Please give the faith blog post again, starting at "Falling down...is a" and ending at "to wear that....", and substitute "bracelets" for "earrings" throughout that span.

§ Selected excerpt:

╔══

Wednesday, February 15, 2012

Faith....

There are times in your life,  you walk away from all of the drama, and people who create it....
You surround yourself, by people who make you laugh...
Forget the bad...and focus on the good....
Love the people who treat you right...
Pray for the ones who don't...
Life is too short...to be...anything...but happy...
Falling down...is a part of life...
getting up...is Living...
{Jose' N. Harris- a story of Faith...Hope and Love}

I posted this, on my facebook, a couple of days ago...It pretty much says...exactly where I am....in life...these days...and it feels good...
I am....at Peace.... and that...feels good....
I purchased these earrings...today... Love...Peace...Hope...the last ones...on clearance...
 Waiting for me...I think....The only thing missing....is "Faith"....but no need to wear that....
 'Faith'...is always... with me...always....
As I thought about Dad....so much...during the last trials....and how he would have reacted....I can see him smile....he was a wise man...and...none of this nonsense...would have gotten to him....he would have laughed it off....{ahhh...Big Laughs....}packed it all up...in a tidy little box...and pitched it all...... kept whistling a sweet tune.... without ever......looking back.... 
I think...that is exactly...where I am...
As I read this...the other day....I could almost...hear his voice...speaking those words....That is how he lived his life....
Sounds good to me....
I had a lovely day...filled with friends...and people...who make me laugh...It doesn't...Truly...doesn't...get better...than that....
Hope you had a Lovely Day....
Filled with Laughter....I truly...do...
Love, to ya...
Barb C.
{Please keep Peg in your Prayers...3 more weeks of radiation...and chemo....and they are cutting her loose....for awhile!!!! Thank You...for all of the Continued Prayers...Thank You...They Work!!!}
{Dad was...the Best Whistler...Ever!...and...I have reminded myself... of 'who I am'...I'm Marion Conner's Daughter.... : )  Wow!}

4 comments:

Kari from Meadowview Farm said...

╚══

§ Collected data:
╔══

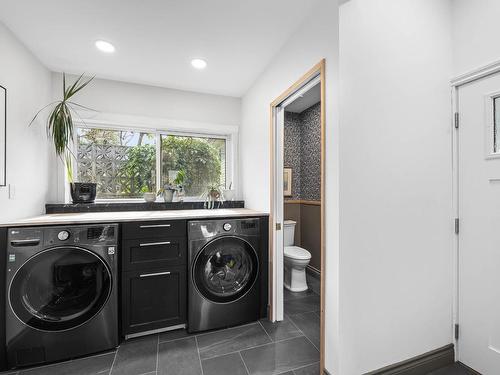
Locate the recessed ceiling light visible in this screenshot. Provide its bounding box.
[191,59,207,69]
[95,40,115,53]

╚══

§ Full solution:
Falling down...is a part of life...
getting up...is Living...
{Jose' N. Harris- a story of Faith...Hope and Love}

I posted this, on my facebook, a couple of days ago...It pretty much says...exactly where I am....in life...these days...and it feels good...
I am....at Peace.... and that...feels good....
I purchased these bracelets...today... Love...Peace...Hope...the last ones...on clearance...
 Waiting for me...I think....The only thing missing....is "Faith"....but no need to wear that....